Saved data entries ::
* * *
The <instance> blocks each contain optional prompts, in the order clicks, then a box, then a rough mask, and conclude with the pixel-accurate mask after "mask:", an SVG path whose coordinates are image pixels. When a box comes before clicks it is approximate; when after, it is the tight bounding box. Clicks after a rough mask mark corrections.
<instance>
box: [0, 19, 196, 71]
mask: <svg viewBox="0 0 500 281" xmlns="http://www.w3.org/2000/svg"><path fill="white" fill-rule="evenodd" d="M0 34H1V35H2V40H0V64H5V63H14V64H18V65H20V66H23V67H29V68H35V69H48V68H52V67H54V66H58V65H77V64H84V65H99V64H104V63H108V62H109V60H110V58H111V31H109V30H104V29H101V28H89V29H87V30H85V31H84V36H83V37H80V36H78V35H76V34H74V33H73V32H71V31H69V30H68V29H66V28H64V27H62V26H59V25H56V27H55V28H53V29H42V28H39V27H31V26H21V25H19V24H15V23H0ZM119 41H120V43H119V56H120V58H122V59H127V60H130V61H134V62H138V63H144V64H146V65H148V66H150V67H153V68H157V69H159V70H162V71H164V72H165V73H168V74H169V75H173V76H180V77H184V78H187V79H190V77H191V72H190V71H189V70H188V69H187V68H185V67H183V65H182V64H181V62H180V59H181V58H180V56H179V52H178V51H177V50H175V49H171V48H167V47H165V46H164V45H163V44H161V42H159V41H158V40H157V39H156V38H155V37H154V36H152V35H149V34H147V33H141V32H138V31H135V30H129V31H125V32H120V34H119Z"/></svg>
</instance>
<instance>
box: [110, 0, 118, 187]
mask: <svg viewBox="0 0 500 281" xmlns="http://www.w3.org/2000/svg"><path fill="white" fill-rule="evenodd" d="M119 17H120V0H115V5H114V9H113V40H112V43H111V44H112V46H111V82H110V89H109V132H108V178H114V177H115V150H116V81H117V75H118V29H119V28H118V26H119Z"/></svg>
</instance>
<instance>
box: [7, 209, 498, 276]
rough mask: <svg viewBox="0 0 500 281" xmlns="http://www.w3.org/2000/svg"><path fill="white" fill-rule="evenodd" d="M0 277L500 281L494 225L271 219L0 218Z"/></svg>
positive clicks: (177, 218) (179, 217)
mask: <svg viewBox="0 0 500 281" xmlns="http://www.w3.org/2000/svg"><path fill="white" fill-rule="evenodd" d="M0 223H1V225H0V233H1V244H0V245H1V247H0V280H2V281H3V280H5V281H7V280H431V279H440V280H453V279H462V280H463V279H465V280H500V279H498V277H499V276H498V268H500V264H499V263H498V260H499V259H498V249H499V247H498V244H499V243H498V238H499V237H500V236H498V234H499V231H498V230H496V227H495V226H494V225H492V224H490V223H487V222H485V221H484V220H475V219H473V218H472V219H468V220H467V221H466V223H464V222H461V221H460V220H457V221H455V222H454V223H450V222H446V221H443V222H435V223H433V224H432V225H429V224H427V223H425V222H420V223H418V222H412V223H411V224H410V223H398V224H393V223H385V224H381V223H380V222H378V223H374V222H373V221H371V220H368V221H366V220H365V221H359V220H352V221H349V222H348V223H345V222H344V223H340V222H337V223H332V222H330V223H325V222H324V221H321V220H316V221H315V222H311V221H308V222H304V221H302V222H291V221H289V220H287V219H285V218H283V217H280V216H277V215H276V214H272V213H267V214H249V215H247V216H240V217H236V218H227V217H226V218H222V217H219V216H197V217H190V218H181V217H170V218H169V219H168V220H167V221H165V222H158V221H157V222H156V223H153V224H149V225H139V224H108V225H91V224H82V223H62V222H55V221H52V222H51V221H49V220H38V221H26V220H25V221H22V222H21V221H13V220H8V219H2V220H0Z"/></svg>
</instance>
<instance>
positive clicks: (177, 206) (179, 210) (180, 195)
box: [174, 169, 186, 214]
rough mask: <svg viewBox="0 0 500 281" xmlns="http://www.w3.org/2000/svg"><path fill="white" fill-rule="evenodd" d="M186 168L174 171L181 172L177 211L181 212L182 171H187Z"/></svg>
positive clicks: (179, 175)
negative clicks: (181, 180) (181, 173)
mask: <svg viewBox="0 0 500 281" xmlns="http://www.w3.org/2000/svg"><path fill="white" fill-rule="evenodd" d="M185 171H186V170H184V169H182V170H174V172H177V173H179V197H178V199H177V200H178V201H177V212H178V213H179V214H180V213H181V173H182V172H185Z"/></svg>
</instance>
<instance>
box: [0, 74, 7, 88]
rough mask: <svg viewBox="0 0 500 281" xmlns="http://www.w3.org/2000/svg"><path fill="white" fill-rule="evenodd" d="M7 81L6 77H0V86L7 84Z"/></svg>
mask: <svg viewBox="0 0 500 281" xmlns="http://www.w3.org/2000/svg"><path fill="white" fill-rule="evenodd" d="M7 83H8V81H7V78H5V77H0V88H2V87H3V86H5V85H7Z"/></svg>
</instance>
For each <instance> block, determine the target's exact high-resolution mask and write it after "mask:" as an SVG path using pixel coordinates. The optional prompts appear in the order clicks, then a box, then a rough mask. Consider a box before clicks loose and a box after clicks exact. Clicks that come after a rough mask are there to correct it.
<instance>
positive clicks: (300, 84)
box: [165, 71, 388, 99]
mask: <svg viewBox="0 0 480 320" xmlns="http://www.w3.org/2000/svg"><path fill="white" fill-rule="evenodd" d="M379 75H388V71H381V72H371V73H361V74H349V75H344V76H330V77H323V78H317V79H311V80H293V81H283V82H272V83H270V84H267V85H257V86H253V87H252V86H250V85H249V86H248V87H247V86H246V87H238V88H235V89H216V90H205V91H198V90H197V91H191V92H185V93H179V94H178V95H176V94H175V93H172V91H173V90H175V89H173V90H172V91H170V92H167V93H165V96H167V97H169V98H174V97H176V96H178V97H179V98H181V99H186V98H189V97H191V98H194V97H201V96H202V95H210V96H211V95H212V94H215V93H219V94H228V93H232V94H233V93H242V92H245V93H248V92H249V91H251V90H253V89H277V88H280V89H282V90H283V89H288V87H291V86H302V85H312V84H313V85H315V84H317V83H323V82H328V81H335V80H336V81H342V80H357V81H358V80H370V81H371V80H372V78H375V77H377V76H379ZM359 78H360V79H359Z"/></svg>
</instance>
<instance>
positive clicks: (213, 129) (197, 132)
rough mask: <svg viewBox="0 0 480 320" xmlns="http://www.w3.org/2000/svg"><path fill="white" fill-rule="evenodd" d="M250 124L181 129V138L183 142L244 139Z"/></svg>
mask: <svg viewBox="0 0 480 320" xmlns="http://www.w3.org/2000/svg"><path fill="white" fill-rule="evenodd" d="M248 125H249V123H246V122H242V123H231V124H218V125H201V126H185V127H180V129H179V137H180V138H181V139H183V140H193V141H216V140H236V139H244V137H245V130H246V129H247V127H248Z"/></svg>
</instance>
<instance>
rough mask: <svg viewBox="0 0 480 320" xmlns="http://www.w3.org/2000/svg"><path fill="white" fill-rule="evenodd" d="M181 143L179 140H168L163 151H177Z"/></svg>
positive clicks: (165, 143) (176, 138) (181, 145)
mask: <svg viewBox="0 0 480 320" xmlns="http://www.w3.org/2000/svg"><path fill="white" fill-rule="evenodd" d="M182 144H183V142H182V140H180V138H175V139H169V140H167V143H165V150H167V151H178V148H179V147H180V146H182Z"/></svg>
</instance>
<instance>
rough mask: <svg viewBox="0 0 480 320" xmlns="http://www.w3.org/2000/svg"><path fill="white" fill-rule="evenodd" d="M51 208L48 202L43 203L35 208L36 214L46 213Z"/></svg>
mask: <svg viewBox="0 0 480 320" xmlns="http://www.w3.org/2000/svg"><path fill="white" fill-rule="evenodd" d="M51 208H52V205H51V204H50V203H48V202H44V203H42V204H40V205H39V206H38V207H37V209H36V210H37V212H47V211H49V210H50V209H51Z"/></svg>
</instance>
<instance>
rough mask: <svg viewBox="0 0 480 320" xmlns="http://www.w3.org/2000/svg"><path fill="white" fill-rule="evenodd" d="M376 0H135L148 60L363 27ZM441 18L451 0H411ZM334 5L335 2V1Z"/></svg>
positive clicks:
* * *
Using the data above, print exactly the lines from the line that contains "168L174 171L181 172L177" through the line that contains "box: [0, 74, 7, 88]", with both included.

ANSWER AREA ::
rough mask: <svg viewBox="0 0 500 281" xmlns="http://www.w3.org/2000/svg"><path fill="white" fill-rule="evenodd" d="M186 168L174 171L181 172L177 211L181 212L182 171H187Z"/></svg>
positive clicks: (179, 175)
negative clicks: (181, 180) (181, 173)
mask: <svg viewBox="0 0 500 281" xmlns="http://www.w3.org/2000/svg"><path fill="white" fill-rule="evenodd" d="M185 171H186V170H184V169H182V170H174V172H177V173H179V197H178V199H177V200H178V201H177V212H178V213H179V214H180V213H181V173H182V172H185Z"/></svg>
</instance>
<instance>
box: [0, 74, 7, 88]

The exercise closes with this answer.